■ EXERCISE AIM ■
Below is a set of entries. Reproduce exactly the lines from the one containing "Where can you see the building" through the end, both included.

Records from a point labeling set:
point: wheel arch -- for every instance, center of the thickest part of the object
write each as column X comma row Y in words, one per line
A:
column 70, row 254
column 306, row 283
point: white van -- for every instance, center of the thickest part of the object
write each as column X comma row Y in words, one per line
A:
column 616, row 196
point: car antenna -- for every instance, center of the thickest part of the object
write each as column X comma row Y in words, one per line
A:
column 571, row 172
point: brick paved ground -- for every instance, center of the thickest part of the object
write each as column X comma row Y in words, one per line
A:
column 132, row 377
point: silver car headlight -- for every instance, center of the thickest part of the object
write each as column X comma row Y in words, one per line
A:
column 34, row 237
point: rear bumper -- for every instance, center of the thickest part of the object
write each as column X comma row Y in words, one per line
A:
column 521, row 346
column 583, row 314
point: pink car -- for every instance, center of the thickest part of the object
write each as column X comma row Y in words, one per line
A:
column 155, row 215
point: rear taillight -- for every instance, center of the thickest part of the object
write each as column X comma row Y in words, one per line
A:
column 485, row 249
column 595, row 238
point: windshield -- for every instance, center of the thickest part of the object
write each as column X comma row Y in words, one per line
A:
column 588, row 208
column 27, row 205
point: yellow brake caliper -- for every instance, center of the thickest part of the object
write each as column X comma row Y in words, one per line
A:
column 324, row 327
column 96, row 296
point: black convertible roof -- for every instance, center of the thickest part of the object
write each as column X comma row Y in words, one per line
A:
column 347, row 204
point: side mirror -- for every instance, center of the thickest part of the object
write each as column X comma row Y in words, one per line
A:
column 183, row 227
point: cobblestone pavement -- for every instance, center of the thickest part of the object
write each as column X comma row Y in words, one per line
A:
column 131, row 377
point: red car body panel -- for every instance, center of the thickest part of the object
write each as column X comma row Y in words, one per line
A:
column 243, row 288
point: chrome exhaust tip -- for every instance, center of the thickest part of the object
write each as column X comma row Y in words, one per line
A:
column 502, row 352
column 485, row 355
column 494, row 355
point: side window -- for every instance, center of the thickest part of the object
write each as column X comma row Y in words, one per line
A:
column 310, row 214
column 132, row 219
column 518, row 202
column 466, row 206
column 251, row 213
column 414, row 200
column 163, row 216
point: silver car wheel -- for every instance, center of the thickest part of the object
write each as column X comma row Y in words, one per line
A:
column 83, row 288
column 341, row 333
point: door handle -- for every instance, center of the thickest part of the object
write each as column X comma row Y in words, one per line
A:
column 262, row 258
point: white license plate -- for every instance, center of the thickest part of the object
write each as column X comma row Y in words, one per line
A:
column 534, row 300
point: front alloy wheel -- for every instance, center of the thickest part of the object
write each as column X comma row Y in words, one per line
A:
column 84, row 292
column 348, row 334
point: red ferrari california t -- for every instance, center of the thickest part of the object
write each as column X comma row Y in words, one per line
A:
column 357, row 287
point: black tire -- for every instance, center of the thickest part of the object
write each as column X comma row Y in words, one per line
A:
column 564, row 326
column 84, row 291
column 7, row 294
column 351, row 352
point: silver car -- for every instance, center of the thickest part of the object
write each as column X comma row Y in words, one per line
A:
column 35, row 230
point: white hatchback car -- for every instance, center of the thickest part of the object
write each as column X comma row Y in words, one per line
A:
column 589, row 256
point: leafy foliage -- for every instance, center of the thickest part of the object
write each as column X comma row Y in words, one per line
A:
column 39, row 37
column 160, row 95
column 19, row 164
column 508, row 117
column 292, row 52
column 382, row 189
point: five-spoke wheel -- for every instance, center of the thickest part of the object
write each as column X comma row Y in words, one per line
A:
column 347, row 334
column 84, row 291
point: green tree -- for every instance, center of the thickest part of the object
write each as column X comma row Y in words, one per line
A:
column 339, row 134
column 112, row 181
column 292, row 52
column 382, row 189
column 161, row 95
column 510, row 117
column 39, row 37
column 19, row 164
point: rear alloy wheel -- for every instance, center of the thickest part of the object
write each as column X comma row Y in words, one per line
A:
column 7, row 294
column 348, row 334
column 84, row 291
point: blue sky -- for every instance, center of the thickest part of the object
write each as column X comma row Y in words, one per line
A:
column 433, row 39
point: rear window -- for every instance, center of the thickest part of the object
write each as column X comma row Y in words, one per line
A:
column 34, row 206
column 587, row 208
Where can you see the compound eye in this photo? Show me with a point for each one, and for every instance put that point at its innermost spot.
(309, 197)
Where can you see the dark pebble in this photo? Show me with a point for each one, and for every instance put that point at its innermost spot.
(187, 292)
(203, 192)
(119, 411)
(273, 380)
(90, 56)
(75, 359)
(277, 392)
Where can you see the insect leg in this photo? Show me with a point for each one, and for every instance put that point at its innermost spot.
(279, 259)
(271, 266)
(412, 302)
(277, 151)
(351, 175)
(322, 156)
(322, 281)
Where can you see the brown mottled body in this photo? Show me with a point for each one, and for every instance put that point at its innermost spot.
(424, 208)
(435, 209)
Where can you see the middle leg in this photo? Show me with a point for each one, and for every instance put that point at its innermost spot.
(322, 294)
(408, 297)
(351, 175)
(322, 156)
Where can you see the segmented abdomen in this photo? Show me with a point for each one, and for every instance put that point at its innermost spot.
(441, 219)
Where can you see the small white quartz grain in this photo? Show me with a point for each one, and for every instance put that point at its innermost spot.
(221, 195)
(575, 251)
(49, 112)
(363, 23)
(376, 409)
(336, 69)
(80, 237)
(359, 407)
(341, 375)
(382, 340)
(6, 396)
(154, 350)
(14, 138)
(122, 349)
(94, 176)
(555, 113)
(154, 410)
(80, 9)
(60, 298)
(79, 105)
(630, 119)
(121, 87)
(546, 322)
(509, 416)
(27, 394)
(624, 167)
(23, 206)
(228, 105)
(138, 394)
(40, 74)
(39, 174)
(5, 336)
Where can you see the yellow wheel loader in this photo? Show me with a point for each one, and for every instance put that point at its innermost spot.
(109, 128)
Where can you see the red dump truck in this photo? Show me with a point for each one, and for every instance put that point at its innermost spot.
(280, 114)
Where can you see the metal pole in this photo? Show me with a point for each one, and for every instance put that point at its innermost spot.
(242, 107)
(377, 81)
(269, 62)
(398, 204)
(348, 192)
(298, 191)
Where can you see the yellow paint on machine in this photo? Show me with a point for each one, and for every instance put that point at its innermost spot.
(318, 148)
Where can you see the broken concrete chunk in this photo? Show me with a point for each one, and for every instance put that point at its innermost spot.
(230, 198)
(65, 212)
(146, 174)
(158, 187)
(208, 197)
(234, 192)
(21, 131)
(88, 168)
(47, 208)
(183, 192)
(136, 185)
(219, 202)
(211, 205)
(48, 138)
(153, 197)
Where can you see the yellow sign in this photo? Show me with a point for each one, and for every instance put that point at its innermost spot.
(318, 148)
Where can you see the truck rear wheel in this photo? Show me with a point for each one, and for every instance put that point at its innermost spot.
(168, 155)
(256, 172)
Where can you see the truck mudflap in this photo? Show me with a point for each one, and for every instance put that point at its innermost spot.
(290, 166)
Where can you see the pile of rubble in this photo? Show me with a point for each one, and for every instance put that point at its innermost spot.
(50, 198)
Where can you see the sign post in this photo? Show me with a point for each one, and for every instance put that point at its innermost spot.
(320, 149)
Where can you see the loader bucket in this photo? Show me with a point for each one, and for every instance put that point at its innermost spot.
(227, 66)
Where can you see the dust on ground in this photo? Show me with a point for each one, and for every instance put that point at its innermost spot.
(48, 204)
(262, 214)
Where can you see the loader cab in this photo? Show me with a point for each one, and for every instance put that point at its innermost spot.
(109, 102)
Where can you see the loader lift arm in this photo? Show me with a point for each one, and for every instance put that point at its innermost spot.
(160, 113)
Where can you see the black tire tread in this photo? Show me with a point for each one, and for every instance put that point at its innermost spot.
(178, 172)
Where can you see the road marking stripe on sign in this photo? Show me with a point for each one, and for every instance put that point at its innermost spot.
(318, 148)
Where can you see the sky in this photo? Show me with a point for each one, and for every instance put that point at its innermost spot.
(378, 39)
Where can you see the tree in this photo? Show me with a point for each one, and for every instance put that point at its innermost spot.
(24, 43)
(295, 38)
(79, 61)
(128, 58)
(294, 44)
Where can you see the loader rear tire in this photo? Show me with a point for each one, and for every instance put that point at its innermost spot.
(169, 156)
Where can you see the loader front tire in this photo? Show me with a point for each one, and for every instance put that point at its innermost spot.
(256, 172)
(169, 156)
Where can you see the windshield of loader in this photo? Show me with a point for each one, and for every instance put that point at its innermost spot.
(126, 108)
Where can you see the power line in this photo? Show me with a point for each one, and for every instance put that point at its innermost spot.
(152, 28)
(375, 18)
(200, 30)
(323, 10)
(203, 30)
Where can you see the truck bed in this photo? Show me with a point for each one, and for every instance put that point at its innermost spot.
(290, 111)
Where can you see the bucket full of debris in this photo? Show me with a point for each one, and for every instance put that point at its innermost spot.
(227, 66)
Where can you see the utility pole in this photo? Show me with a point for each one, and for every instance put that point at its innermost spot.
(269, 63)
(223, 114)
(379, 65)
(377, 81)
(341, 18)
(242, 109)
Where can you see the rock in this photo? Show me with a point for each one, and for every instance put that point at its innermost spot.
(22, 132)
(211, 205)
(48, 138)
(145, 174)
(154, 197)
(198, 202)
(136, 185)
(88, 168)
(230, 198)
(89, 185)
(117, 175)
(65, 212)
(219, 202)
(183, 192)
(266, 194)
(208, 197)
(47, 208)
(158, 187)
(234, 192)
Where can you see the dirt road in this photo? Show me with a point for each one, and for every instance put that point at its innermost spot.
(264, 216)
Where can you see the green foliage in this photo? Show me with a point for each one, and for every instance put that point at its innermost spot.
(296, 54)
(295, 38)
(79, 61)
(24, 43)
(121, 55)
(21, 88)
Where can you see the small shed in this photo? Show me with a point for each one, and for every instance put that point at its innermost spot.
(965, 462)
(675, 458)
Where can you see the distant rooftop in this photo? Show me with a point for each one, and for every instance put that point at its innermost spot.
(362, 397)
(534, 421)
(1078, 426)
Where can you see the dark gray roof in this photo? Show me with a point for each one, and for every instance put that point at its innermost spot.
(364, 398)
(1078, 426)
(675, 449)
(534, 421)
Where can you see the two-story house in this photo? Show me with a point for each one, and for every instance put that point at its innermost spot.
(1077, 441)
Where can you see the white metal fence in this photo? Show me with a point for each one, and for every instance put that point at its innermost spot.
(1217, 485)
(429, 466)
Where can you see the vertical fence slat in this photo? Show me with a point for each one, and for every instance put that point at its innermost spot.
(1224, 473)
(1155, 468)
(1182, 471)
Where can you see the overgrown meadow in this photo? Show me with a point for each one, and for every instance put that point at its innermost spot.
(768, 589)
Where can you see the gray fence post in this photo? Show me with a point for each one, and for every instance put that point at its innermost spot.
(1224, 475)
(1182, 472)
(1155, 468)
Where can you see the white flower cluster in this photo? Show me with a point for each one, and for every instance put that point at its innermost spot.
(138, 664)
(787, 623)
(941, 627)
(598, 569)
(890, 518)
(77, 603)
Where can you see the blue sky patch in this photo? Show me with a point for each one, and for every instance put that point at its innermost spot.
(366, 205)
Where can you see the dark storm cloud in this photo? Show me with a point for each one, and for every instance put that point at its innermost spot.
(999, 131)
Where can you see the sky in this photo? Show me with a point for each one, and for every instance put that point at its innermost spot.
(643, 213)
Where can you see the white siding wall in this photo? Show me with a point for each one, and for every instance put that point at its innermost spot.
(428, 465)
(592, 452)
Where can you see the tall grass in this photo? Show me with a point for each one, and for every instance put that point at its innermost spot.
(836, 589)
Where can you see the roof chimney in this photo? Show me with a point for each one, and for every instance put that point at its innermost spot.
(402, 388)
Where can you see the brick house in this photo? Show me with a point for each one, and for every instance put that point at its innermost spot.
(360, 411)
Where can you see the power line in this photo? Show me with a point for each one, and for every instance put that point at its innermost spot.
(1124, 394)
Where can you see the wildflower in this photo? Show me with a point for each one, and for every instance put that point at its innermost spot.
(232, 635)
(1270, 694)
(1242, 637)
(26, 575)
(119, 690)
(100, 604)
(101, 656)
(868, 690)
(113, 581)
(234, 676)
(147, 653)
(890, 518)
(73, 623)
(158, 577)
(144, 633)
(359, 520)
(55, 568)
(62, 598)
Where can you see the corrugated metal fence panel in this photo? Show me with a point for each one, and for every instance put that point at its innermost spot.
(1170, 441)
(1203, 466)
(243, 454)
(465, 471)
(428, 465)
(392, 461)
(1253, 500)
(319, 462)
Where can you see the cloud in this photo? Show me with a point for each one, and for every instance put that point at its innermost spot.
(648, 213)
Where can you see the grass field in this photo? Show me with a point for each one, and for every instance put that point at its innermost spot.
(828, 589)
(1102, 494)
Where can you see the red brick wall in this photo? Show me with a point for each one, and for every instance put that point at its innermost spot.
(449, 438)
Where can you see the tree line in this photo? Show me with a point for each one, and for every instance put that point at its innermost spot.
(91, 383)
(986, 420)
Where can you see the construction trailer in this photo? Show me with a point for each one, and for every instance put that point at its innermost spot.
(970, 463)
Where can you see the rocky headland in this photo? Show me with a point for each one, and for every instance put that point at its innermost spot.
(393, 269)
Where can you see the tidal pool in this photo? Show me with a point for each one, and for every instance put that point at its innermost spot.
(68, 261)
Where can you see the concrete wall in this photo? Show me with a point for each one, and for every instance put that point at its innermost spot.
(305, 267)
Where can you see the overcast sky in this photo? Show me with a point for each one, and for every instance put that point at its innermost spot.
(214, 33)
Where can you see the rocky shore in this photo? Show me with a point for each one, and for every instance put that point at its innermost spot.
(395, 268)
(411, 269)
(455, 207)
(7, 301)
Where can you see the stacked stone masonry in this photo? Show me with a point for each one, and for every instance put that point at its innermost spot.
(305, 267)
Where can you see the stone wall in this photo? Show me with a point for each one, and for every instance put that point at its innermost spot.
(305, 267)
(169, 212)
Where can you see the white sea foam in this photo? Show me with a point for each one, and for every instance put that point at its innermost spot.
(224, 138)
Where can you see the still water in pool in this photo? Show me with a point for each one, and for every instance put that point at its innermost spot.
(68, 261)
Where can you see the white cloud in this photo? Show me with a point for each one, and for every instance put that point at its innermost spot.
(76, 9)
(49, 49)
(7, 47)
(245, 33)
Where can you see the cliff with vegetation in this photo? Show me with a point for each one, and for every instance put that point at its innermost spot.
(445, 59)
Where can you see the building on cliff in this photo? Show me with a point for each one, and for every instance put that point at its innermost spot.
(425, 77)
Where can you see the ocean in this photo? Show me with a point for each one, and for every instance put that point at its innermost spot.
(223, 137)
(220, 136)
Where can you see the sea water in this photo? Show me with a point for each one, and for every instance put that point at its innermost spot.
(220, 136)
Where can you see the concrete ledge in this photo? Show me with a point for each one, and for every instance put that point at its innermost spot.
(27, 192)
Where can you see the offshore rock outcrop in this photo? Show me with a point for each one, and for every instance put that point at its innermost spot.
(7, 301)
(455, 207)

■ SOLVED EXERCISE ■
Where can you see the building on cliff in this photo? Show me with a point for each one, and for every instance put that point at its innermost spot.
(425, 77)
Where can you see the ocean in this photo? Show me with a point for each one, and for every instance put that point at its innermost spot.
(223, 137)
(220, 136)
Where can you see the sea water in this photo? Show me with a point for each one, and for every instance put that point at its innermost spot.
(220, 136)
Where can you see the concrete ledge in this photo? Show me with a point for each one, and for every instance put that point at its innermost spot.
(27, 192)
Where can you see the offshore rock outcrop in this photo? Show me with a point for each one, and for every instance put that point at its innermost spot.
(7, 301)
(455, 207)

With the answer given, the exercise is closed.